____ Excerpt provided
[SC.LUG] Converting text files

Tue Oct 25 12:43:49 BST 2005

John Southern wrote:

>On Friday 21 October 2005 12:03, Dave Briggs wrote:
>  
>
>>Does anyone know of a quick way to make Project Gutenberg text files
>>actually readable?
>>
>>They always come with hard line breaks, meaning that if you want to
>>decrease the font size and whatnot to make printing a little cheaper, the
>>whole thing ends up looking utterly rubbish.
>>    
>>
>
>Downloading the html files would probably be the quickest way to achieve what 
>you want as already stated.
>
>However, let's try and write the perl line.
>We could remove all the new line characters from a file with
>
>perl -p -e "s/\n/ /" <test.txt >testb.txt
>
>this line uses test.txt as the input file and the 
>
>perl -e
>
>part tells it to evaluate a command rather than read in a perl script although 
>we could have easily written it as a script.
>The -p makes us print the result of each line after we have modified it to the 
>output. In this case the testb.txt file.
>The actual code is a simple substitution regex to switch \n (the newline 
>character) for a space character.
>In practise this is a little too simple. where we have blank lines between 
>paragraphs we now just end up with double spaces.
>OK so a perl -p -e "s/  /\n/" <tesbt.txt >testc.txt
>would add back these new line characters at the paragraph breaks but we are 
>still left with other problems such as hyphenated characters.
________
Task 1.
List each line of the records below that contains the word "whose".
____ Dataset
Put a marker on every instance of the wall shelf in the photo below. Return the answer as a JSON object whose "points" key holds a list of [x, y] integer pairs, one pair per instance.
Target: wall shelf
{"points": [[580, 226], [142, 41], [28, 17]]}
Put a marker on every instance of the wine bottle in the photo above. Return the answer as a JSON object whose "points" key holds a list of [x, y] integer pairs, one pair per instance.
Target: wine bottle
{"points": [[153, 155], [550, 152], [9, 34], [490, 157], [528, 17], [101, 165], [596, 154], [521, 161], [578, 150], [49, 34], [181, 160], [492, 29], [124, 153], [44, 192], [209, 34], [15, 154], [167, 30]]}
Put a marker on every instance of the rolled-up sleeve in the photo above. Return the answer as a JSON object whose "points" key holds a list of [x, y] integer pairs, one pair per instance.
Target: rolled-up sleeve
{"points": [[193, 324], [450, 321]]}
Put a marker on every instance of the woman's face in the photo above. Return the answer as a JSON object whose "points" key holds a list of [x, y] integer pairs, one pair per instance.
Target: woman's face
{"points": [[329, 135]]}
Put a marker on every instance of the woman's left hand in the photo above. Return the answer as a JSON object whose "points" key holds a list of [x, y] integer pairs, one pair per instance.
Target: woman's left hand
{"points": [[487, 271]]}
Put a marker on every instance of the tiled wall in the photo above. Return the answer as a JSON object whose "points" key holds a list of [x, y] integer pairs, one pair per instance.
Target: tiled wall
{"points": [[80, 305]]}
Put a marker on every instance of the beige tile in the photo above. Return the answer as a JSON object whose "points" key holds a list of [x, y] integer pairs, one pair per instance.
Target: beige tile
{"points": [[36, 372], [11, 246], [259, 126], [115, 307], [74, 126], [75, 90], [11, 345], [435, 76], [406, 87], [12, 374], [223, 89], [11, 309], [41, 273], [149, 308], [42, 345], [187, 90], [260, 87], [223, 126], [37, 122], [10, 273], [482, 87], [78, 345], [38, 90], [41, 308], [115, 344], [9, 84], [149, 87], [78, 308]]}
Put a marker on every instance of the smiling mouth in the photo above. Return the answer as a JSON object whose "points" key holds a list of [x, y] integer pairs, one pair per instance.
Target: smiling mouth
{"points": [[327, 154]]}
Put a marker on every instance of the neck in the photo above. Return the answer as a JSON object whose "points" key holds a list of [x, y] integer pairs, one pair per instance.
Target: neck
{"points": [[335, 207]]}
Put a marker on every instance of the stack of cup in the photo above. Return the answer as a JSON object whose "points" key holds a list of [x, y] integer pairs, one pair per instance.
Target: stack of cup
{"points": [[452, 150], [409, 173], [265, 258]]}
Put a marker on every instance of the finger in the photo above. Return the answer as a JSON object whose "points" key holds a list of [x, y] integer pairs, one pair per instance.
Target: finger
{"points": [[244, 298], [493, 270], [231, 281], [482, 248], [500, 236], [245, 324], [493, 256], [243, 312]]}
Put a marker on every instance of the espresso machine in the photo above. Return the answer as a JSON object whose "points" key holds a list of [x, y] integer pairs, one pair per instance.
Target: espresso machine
________
Task 2.
Reproduce the passage from the forum thread on converting text files above, starting at "Tue Oct 25 12:43:49" and ending at "looking utterly rubbish.".

Correct result 1.
Put a marker on every instance of the wall shelf in the photo below. Return the answer as a JSON object whose "points" key holds a list of [x, y] integer pairs, one pair per instance.
Put a marker on every instance of the wine bottle in the photo above. Return the answer as a JSON object whose "points" key holds a list of [x, y] integer pairs, one pair per instance.
Put a marker on every instance of the rolled-up sleeve in the photo above. Return the answer as a JSON object whose "points" key holds a list of [x, y] integer pairs, one pair per instance.
Put a marker on every instance of the woman's face in the photo above. Return the answer as a JSON object whose "points" key holds a list of [x, y] integer pairs, one pair per instance.
Put a marker on every instance of the woman's left hand in the photo above. Return the answer as a JSON object whose "points" key holds a list of [x, y] integer pairs, one pair per instance.
Put a marker on every instance of the tiled wall in the photo above. Return the answer as a JSON object whose "points" key holds a list of [x, y] integer pairs, one pair per instance.
Put a marker on every instance of the beige tile in the photo above. Return the answer as a JSON object whose "points" key holds a list of [x, y] integer pairs, one pair per instance.
Put a marker on every instance of the smiling mouth in the photo above. Return the answer as a JSON object whose "points" key holds a list of [x, y] integer pairs, one pair per instance.
Put a marker on every instance of the neck in the photo above. Return the answer as a JSON object whose "points" key holds a list of [x, y] integer pairs, one pair per instance.
Put a marker on every instance of the stack of cup in the photo above. Return the answer as a JSON object whose "points" key holds a list of [x, y] integer pairs, one pair per instance.
Put a marker on every instance of the finger in the photo above. Return the answer as a JSON object whose "points" key holds a list of [x, y] integer pairs, one pair per instance.
Put a marker on every instance of the espresso machine in the photo above. Return the answer as a JSON object whose "points" key holds a list of [x, y] integer pairs, one pair per instance.

Correct result 2.
Tue Oct 25 12:43:49 BST 2005

John Southern wrote:

>On Friday 21 October 2005 12:03, Dave Briggs wrote:
>  
>
>>Does anyone know of a quick way to make Project Gutenberg text files
>>actually readable?
>>
>>They always come with hard line breaks, meaning that if you want to
>>decrease the font size and whatnot to make printing a little cheaper, the
>>whole thing ends up looking utterly rubbish.